■ **Problem description**: Count the lines in the rows below that contain the word "hand" and give only that number.
** BEGIN Supplied material **
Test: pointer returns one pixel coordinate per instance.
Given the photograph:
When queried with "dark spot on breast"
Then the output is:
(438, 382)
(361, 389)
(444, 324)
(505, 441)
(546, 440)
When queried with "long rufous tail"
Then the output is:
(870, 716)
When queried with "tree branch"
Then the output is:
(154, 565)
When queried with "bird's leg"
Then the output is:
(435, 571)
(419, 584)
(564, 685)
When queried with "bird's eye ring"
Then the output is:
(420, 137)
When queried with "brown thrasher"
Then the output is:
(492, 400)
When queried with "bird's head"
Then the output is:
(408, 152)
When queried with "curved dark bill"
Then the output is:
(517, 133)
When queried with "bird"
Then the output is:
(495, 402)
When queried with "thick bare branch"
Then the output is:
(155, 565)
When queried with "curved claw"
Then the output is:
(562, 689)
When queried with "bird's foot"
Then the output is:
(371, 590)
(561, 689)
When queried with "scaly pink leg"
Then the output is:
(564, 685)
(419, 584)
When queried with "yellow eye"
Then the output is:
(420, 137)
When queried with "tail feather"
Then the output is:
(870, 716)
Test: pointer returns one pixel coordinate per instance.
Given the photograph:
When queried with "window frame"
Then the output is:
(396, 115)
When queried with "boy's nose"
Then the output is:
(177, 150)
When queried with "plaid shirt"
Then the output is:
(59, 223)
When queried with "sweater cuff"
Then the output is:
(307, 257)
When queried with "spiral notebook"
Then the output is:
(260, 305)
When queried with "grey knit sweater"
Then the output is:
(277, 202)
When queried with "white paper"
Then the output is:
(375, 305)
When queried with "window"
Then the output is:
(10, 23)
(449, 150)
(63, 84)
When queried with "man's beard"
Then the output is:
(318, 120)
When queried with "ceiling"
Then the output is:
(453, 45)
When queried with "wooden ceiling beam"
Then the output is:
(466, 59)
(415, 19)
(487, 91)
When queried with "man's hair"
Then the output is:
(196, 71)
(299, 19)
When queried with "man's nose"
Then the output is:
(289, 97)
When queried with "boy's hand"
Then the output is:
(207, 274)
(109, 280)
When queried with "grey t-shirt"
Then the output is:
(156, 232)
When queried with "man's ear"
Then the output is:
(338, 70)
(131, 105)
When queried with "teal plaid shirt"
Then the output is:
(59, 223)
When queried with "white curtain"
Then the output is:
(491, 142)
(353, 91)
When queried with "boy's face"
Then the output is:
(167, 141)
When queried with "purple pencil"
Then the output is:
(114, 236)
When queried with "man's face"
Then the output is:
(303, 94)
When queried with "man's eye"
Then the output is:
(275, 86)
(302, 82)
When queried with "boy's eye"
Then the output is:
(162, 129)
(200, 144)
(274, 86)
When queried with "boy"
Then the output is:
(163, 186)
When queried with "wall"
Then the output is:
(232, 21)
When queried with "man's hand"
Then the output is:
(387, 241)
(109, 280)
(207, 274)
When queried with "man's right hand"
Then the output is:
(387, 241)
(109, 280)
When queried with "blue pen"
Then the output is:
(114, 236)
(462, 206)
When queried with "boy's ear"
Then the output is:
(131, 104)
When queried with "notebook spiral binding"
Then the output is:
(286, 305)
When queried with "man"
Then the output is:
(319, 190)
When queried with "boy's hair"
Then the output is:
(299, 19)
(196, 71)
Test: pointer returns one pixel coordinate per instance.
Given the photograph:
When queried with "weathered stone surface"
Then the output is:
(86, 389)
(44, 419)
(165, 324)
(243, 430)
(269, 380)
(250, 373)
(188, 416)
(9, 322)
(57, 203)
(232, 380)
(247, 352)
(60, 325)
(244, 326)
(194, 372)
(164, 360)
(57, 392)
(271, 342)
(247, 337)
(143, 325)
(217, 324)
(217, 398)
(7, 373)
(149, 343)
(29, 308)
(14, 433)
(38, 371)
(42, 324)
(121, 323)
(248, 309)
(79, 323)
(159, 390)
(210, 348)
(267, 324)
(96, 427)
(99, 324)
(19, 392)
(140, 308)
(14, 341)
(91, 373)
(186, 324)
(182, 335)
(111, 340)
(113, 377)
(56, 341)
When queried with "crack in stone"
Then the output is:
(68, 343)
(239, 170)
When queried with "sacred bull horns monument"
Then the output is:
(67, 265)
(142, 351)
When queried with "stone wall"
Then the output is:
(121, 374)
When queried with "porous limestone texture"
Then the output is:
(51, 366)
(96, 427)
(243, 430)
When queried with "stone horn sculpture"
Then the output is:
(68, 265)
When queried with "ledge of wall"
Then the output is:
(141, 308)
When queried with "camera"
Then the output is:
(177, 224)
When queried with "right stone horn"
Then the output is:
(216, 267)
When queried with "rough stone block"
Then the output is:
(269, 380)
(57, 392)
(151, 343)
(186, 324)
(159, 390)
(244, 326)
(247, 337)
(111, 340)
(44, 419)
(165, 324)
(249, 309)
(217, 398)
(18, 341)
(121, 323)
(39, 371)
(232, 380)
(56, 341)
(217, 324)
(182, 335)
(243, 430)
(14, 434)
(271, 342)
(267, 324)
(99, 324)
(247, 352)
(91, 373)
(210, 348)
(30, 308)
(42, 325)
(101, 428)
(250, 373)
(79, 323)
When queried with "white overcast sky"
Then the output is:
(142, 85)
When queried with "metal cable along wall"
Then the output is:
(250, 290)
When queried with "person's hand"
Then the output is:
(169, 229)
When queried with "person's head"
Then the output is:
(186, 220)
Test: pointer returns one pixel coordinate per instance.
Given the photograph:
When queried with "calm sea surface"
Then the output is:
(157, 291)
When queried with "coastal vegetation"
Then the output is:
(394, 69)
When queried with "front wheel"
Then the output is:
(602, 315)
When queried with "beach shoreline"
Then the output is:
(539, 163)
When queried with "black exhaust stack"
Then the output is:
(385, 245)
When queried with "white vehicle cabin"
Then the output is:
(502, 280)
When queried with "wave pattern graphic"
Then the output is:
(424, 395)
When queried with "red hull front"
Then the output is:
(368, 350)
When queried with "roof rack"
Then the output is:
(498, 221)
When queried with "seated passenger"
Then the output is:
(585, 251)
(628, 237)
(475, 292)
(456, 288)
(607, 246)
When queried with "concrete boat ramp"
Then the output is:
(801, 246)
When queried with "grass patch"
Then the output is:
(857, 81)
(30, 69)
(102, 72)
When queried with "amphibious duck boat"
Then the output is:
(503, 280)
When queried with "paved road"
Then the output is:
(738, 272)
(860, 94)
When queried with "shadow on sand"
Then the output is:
** END Supplied material **
■ **Response to this exercise**: 4